→ Task directions: Echo back every line of the records below word for word, and leave the pictures out of your answer.

----------

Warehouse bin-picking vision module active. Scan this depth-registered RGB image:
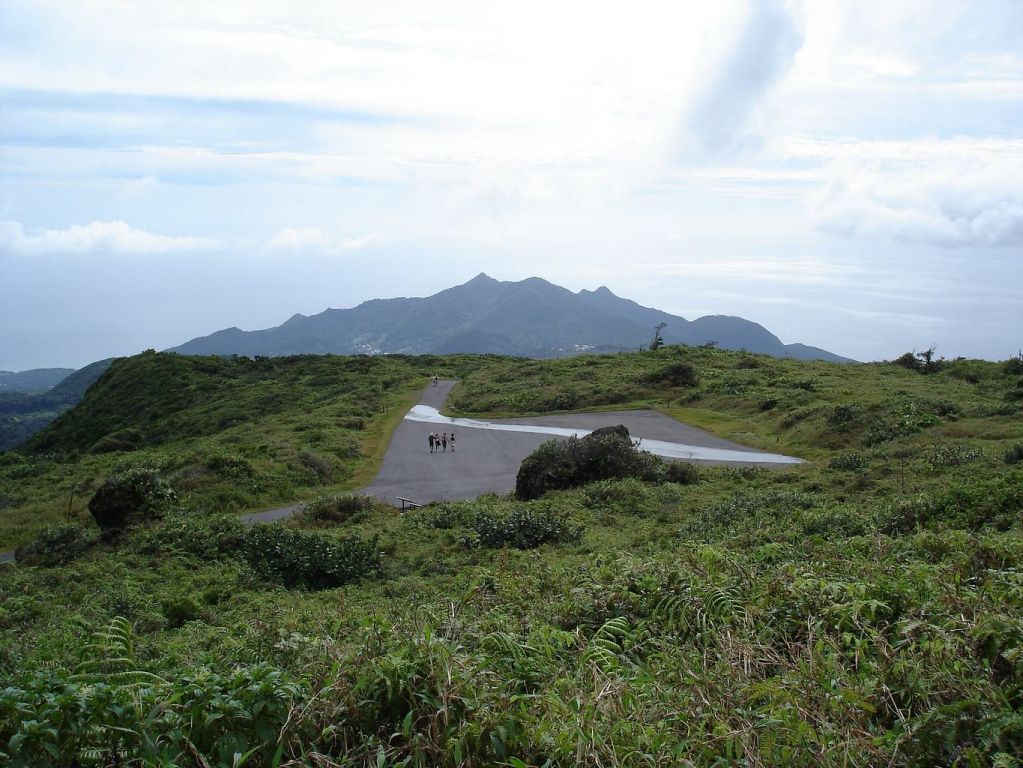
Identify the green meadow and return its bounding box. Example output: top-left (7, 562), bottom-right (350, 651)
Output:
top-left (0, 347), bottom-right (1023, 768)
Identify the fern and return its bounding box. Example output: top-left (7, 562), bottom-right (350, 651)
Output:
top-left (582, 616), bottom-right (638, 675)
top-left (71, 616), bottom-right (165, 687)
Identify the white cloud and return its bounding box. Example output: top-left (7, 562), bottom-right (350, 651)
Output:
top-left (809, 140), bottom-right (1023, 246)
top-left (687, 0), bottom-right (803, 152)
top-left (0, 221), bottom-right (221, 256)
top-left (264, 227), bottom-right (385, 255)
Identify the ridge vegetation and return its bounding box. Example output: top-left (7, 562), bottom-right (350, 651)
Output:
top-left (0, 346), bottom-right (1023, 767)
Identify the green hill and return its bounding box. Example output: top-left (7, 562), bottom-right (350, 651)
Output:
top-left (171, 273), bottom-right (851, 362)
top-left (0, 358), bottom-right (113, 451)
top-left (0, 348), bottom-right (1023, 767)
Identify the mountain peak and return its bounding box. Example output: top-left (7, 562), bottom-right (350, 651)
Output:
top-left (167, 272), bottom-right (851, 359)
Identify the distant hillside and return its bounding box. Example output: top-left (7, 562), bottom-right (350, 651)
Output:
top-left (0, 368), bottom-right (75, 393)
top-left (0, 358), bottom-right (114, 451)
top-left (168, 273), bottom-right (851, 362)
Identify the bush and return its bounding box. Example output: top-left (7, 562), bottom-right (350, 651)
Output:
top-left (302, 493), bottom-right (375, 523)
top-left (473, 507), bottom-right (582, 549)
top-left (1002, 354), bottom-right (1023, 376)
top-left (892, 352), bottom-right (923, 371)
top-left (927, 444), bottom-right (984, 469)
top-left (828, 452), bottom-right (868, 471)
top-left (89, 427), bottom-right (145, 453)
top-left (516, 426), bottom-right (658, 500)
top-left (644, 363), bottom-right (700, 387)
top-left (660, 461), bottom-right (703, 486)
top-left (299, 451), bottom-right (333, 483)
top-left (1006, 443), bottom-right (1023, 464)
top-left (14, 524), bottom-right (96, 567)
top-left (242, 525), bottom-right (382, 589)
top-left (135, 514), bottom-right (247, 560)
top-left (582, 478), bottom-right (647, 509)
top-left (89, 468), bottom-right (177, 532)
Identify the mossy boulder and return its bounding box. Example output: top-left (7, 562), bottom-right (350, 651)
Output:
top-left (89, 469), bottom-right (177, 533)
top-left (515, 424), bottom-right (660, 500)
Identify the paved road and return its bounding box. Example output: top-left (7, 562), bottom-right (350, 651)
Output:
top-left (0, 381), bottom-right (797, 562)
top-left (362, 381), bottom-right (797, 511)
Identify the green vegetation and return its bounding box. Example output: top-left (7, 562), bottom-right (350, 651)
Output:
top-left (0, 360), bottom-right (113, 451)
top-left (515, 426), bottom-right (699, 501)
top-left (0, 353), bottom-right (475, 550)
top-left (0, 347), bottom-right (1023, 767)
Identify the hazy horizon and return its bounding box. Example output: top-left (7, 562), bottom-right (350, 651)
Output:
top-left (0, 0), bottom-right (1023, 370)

----------

→ Result:
Warehouse bin-picking vision module active. Scan this depth-registered RGB image:
Identify the green meadow and return its bounding box. Example output: top-left (7, 562), bottom-right (350, 651)
Output:
top-left (0, 347), bottom-right (1023, 768)
Identify the fern and return its bounding box. Example output: top-left (7, 562), bottom-right (350, 651)
Output:
top-left (582, 616), bottom-right (638, 675)
top-left (71, 616), bottom-right (165, 687)
Identify the white cloud and return its bounding box. Example output: top-left (7, 562), bottom-right (350, 651)
Output:
top-left (809, 140), bottom-right (1023, 246)
top-left (687, 0), bottom-right (803, 152)
top-left (0, 221), bottom-right (221, 256)
top-left (264, 227), bottom-right (385, 255)
Identify the ridge vegetation and return its bounding box. Example output: top-left (7, 562), bottom-right (350, 651)
Output:
top-left (0, 346), bottom-right (1023, 767)
Identify the green hill and return its bounding box. Example output: top-left (7, 562), bottom-right (350, 651)
Output:
top-left (171, 273), bottom-right (851, 362)
top-left (0, 358), bottom-right (113, 451)
top-left (0, 348), bottom-right (1023, 767)
Identify the mountain peak and return its bounding box. Example output: top-left (7, 562), bottom-right (350, 651)
Output:
top-left (167, 272), bottom-right (851, 359)
Identify the distant hillside and return its bounding box. Example output: top-left (7, 562), bottom-right (350, 651)
Output:
top-left (0, 368), bottom-right (75, 393)
top-left (0, 358), bottom-right (114, 451)
top-left (168, 273), bottom-right (851, 362)
Identify the bush and return its bounding box. Example output: top-left (7, 562), bottom-right (350, 651)
Output:
top-left (302, 493), bottom-right (375, 523)
top-left (473, 507), bottom-right (582, 549)
top-left (1002, 354), bottom-right (1023, 376)
top-left (892, 352), bottom-right (923, 371)
top-left (927, 444), bottom-right (984, 469)
top-left (828, 452), bottom-right (868, 471)
top-left (89, 427), bottom-right (145, 453)
top-left (516, 426), bottom-right (658, 500)
top-left (644, 363), bottom-right (700, 387)
top-left (660, 461), bottom-right (703, 486)
top-left (299, 451), bottom-right (333, 483)
top-left (1006, 443), bottom-right (1023, 464)
top-left (14, 524), bottom-right (96, 567)
top-left (242, 525), bottom-right (382, 589)
top-left (135, 514), bottom-right (247, 560)
top-left (582, 478), bottom-right (647, 509)
top-left (89, 468), bottom-right (177, 532)
Identify the mossy boulder and return its bounding box. Example output: top-left (7, 562), bottom-right (350, 651)
Output:
top-left (89, 469), bottom-right (177, 533)
top-left (515, 424), bottom-right (660, 500)
Identify the paved road and return its bounding box. Example output: top-left (7, 562), bottom-right (350, 651)
Output:
top-left (0, 381), bottom-right (797, 562)
top-left (362, 381), bottom-right (797, 511)
Identify the green vegetation and return its bounding box. Example output: top-left (7, 562), bottom-right (350, 651)
Output:
top-left (0, 360), bottom-right (113, 451)
top-left (515, 426), bottom-right (699, 501)
top-left (0, 353), bottom-right (475, 550)
top-left (0, 347), bottom-right (1023, 767)
Identify the hazy horizon and return its bounding box. Example output: top-left (7, 562), bottom-right (350, 651)
Output:
top-left (0, 0), bottom-right (1023, 370)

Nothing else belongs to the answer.